R v Brian Roy DAVIES No. SCCRM 96/56 Judgment No. 5756 Number of Pages 6 Criminal Law
[1996] SASC 5756
•14 August 1996
COURT IN THE COURT OF CRIMINAL APPEAL OF SOUTH AUSTRALIA DOYLE CJ(1), COX(2) AND BOLLEN(3) JJ
CWDS
Criminal law - jurisdiction, practice and procedure - judgment and punishment - Crown appeal - need to maintain standards of sentencing - need to correct manifest inadequacy. Everett v R (1994) 181 CLR 295, applied.
HRNG ADELAIDE, 15 July 1996 #DATE 14:8:1996
Counsel for appellant: Ms W Abraham
Solicitors for appellant: DPP (SA)
Counsel for respondent: Mr R Halliday with Ms N Symons
Solicitors for respondent: Alderman Consultant Solicitors
ORDER
Appeal allowed.
JUDGE1 DOYLE CJ
1. In my opinion leave to appeal should be granted to the Director of Public Prosecutions, the appeal should be allowed and a new non-parole period of four years should be fixed. I agree with the reasons given by Cox J for doing so.
2. I wish to add just this. In Everett v The Queen (1994) 181 CLR 295 the High Court made it clear that the grant to the prosecution of leave to appeal against a sentence imposed by a criminal court is something which will be given only in the rare and exceptional case. The court went on to indicate that leave should be granted only when it was necessary to do so to lay down some point of principle. Leave should not be granted merely because the sentence imposed is seen to be inadequate. However, the court added (at 300) that there could be cases of "manifest inadequacy" or inconsistency in sentencing standards which would give rise to an error of principle warranting correction by a Court of Criminal Appeal.
3. There are two matters in this case which I would identify as warranting the grant of leave. The first point is that, in cases such as this, deterrence is an important aspect of sentencing. If credit is to be given for the matters identified by the sentencing judge and referred to by Cox J, the scope for adequate deterrence will be substantially eroded. This is the case because the matters identified by the sentencing judge and by Cox J - previous good character, unlikelihood of further offending and so on, are regularly found in cases such as this, as Cox J points out. The need for deterrence, and the fact that these features are routinely present in such cases, combine to mean that such a low non- parole period cannot be justified upon the basis of such matters in cases such as this.
4. In my opinion this was also an instance of manifest inadequacy or inconsistency in sentencing standards. If an offender such as the respondent, who has committed offences of such magnitude over a long period of time, can escape with a non- parole period as low as two and a half years, there would seem to be no scope for adequate punishment of an offender who does plead guilty and who demonstrates contrition. In short, in my opinion, the non-parole period was manifestly inadequate and calls for correction.
5. I add that, like Cox J, I consider that the court may well have to review the standards of punishment appropriate for systematic breaches of trust of the kind committed by this respondent when large amounts of money are involved.

• [Extracted entries]:
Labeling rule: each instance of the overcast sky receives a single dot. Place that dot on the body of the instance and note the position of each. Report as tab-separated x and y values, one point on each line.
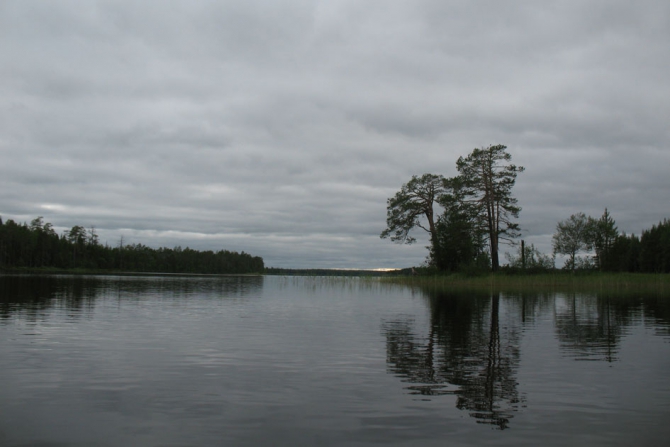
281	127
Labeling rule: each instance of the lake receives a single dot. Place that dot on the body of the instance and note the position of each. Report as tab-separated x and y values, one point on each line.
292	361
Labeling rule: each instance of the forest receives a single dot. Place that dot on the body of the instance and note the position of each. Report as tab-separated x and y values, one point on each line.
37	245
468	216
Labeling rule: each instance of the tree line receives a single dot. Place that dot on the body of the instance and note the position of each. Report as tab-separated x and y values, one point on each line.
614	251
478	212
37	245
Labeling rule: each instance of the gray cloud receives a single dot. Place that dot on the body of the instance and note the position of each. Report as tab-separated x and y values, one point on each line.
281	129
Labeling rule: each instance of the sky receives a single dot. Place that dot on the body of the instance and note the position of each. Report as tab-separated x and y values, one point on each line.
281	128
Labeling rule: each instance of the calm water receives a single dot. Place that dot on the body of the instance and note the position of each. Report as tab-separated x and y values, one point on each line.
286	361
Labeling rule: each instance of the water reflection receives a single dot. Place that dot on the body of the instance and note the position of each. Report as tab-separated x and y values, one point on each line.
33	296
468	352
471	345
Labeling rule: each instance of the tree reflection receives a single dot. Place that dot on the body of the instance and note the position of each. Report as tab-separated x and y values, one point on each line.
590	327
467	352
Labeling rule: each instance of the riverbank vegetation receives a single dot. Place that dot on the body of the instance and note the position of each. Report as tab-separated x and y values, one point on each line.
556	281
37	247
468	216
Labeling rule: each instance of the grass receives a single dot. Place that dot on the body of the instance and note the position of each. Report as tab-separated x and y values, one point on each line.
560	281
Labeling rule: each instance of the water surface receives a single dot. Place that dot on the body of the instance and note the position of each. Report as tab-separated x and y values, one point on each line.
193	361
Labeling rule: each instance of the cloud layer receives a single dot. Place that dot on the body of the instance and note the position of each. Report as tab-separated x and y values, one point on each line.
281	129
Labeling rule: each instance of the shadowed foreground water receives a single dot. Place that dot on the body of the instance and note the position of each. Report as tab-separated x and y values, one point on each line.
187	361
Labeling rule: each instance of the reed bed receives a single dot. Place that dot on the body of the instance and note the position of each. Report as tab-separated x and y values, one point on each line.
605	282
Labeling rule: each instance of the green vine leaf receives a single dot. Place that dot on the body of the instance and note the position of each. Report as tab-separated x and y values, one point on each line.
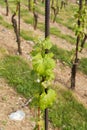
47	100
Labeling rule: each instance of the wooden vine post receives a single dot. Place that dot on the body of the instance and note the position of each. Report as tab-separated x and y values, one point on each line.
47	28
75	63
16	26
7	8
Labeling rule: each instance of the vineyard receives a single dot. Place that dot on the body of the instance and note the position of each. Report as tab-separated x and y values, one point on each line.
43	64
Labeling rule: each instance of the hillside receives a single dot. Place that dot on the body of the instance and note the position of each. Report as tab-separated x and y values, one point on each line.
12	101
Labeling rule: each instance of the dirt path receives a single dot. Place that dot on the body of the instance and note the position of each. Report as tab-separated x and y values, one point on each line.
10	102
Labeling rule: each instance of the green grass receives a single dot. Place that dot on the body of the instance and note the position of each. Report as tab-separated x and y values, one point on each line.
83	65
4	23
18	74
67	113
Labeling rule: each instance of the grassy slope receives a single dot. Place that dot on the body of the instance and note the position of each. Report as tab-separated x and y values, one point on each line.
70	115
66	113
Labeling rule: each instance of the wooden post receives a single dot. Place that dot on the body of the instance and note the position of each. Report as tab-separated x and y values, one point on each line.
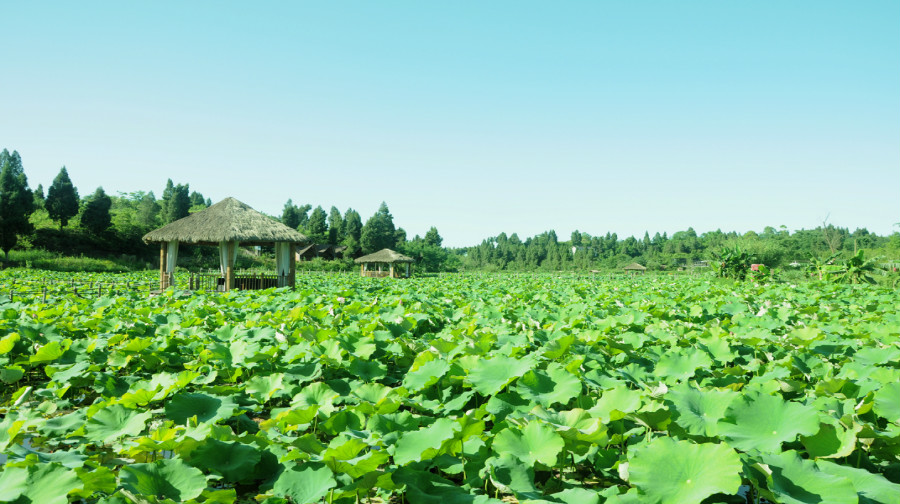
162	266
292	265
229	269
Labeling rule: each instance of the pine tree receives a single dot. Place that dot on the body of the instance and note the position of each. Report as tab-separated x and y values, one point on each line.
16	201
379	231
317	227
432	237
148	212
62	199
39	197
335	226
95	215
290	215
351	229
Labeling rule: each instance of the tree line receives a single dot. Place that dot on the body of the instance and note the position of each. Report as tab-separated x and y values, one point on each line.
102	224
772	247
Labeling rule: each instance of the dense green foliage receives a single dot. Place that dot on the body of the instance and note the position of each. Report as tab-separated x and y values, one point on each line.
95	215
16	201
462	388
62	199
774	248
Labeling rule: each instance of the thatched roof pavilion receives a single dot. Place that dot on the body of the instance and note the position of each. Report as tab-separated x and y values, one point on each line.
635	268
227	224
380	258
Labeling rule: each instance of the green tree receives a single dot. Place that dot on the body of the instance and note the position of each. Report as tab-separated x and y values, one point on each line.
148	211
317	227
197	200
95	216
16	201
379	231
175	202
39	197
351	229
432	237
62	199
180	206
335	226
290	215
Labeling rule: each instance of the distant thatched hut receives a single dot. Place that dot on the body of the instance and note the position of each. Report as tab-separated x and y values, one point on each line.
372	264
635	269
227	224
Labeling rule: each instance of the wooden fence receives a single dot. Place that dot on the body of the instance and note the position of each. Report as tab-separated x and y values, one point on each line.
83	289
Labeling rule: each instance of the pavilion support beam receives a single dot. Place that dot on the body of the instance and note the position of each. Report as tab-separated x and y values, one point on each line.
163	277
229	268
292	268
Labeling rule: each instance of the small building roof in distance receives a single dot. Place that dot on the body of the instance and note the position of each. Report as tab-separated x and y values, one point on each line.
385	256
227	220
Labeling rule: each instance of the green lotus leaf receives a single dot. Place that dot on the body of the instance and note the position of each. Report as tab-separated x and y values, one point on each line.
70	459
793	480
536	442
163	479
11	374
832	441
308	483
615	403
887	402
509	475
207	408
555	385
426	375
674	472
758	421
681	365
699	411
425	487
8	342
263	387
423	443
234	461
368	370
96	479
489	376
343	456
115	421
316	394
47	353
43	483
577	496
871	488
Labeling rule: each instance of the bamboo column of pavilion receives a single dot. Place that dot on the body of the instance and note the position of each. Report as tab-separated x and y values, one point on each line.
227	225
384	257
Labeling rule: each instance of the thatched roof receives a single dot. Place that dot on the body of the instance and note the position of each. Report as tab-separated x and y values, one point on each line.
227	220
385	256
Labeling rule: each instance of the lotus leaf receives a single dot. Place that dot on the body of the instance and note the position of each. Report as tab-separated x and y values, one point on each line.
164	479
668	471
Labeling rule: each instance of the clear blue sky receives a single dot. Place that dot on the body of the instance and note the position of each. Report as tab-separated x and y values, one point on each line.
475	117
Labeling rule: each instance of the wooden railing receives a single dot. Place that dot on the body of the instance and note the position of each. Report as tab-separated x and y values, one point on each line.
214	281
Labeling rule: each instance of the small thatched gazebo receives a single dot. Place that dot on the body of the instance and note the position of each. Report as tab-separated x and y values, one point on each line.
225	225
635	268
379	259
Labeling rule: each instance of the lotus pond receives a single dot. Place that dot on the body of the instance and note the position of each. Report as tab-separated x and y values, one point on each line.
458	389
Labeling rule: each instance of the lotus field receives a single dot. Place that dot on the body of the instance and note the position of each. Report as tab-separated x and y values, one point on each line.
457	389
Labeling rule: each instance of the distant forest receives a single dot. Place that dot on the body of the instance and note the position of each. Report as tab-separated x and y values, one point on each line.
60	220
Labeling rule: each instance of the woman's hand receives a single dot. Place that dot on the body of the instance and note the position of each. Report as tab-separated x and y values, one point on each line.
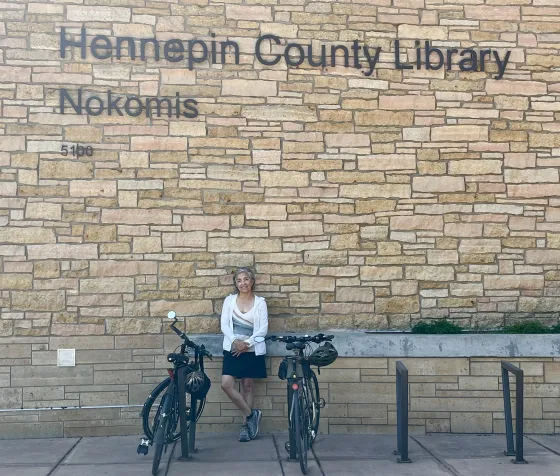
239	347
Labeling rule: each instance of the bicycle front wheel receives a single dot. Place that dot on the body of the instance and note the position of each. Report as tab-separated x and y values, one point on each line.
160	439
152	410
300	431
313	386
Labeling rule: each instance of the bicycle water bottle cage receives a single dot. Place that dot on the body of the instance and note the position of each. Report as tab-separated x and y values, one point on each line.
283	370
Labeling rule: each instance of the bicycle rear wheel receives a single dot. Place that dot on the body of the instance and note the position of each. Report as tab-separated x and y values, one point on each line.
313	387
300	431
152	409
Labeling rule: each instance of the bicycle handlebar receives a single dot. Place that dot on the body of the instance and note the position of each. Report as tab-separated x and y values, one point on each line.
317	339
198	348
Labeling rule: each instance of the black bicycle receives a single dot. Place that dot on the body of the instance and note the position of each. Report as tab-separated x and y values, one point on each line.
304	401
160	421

--

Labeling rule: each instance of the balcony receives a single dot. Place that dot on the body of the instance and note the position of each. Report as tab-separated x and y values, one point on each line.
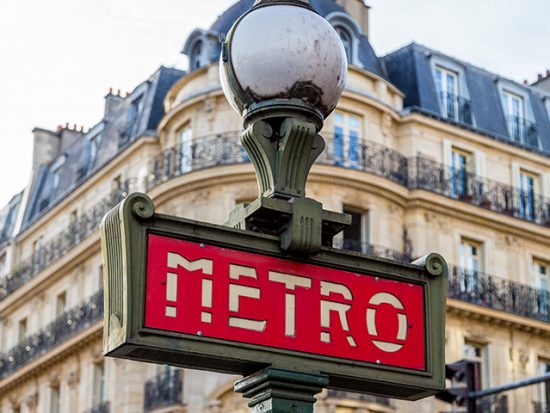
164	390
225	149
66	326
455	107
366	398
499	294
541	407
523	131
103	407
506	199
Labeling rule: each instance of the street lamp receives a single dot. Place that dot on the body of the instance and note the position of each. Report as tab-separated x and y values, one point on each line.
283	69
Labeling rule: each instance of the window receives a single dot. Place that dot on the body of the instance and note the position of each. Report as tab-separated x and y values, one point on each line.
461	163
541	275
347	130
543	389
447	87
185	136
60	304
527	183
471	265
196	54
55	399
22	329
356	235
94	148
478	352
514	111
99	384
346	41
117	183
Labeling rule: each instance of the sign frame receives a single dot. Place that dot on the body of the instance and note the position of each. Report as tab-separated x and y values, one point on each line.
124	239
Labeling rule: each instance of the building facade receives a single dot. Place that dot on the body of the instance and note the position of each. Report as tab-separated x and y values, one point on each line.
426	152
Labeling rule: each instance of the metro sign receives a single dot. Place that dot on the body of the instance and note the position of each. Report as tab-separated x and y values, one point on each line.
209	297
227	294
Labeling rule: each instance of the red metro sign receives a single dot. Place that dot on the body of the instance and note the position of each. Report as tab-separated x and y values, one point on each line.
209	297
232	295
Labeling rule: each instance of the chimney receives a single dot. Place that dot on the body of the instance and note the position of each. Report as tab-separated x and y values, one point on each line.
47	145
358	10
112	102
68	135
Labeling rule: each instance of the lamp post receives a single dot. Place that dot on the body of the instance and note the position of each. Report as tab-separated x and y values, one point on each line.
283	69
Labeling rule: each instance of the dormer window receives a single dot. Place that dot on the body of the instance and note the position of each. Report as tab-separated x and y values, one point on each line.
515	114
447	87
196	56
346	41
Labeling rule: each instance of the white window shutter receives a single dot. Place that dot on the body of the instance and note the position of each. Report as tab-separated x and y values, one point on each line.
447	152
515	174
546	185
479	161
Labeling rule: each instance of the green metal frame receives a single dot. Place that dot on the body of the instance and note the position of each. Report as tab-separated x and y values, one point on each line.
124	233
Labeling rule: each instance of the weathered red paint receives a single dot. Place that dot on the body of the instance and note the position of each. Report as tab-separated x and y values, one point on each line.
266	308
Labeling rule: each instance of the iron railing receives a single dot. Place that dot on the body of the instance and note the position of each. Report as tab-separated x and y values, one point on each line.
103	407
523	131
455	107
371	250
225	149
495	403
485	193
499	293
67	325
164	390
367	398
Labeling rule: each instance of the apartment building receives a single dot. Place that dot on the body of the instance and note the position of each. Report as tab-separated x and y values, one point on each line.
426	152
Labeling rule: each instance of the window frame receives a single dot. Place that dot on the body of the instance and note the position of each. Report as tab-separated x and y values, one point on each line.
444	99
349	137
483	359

• [Required actions]:
• 1. Extract from the judgment the passage that opens with the words containing "JUDGE1 DOYLE CJ" and closes with "for doing so.".
• 2. Continue the sentencing appeal judgment from the point where it stops.
The lines after the judgment are separate material, not part of it.

• [Responses to the exercise]:
• 1.
JUDGE1 DOYLE CJ
1. In my opinion leave to appeal should be granted to the Director of Public Prosecutions, the appeal should be allowed and a new non-parole period of four years should be fixed. I agree with the reasons given by Cox J for doing so.

• 2.
JUDGE2 COX J
6. The respondent to this application was tried by a Judge of this Court, sitting alone, on eighteen counts of fraudulent conversion: Criminal Law Consolidation Acts184. He pleaded guilty to five of the charges in the middle of the trial, and at the end of it he was convicted of the other thirteen. He then asked that a further similar charge be taken into account. The total amount of money converted was $492,000. The Judge imposed a single sentence of six years' imprisonment with a non-parole period of two and half years. The Crown seeks leave to appeal against the sentence on the ground that it was inadequate.
7. The accused is a chartered accountant. The victim of his frauds was an elderly woman of great wealth whom I shall call X. She had no business acumen and was not really interested in the management of her affairs. The respondent was her accountant and financial adviser and she relied heavily upon him, just as her husband (Mr X) had before he died in 1987. The respondent was an executor of Mr X's estate in which X had a life interest, and he also held powers of attorney for X. The prosecution case was that the respondent used his position of trust to siphon large amounts of money from X's assets to the benefit of himself or his family company or certain private trading companies in which he had a direct or indirect financial interest. The details of the crimes do not matter now. The Crown alleged that there were eighteen defalcations from early 1981 until April 1993 and that they only stopped because one of the respondent's partners discovered some irregularities in transactions involving the family company. The respondent's answer to the charges was that he had X's authority to invest her money as he saw fit, including an authority to borrow money for himself or his company, and at any rate that he was not acting dishonestly. He changed his plea on five counts during the trial and as to the others the learned Judge disbelieved him. He found that the accused was acting without authority and dishonestly and that he knew that he was acting without authority and dishonestly.
8. The nineteenth offence, which the Judge was asked after the trial to take into account when sentencing the respondent, involved the fraudulent payment of $70,000 to a particular company in August 1993, after the other matters had come to light and the respondent had been told expressly not to make any further payments from X's account to that company.
9. The respondent was fifty-two years of age when he was sentenced. He has spent his working life as a chartered accountant and he was earning a substantial income. He had no previous convictions and he called some impressive character evidence. The matter of restitution was a little unclear, because the respondent owes X substantial sums independently of these frauds, but it seems realistic to say that only $50,000 of this $492,000 has been repaid to X. The financial consequences for the other members of the respondent's professional firm are still uncertain but will undoubtedly be considerable. The learned sentencing Judge acknowledged that deterrence is the dominant factor in sentencing for this type of crime. He considered that the August 1993 offence was committed in circumstances of considerable aggravation, but he decided to ignore that aspect of the matter because the respondent had admitted the offence and was also entitled to credit for the five pleas of guilty entered in the course of the trial. Taking all those matters into account his Honour, as I have said, fixed on a sentence of six years' imprisonment with a non-parole period of two and half years.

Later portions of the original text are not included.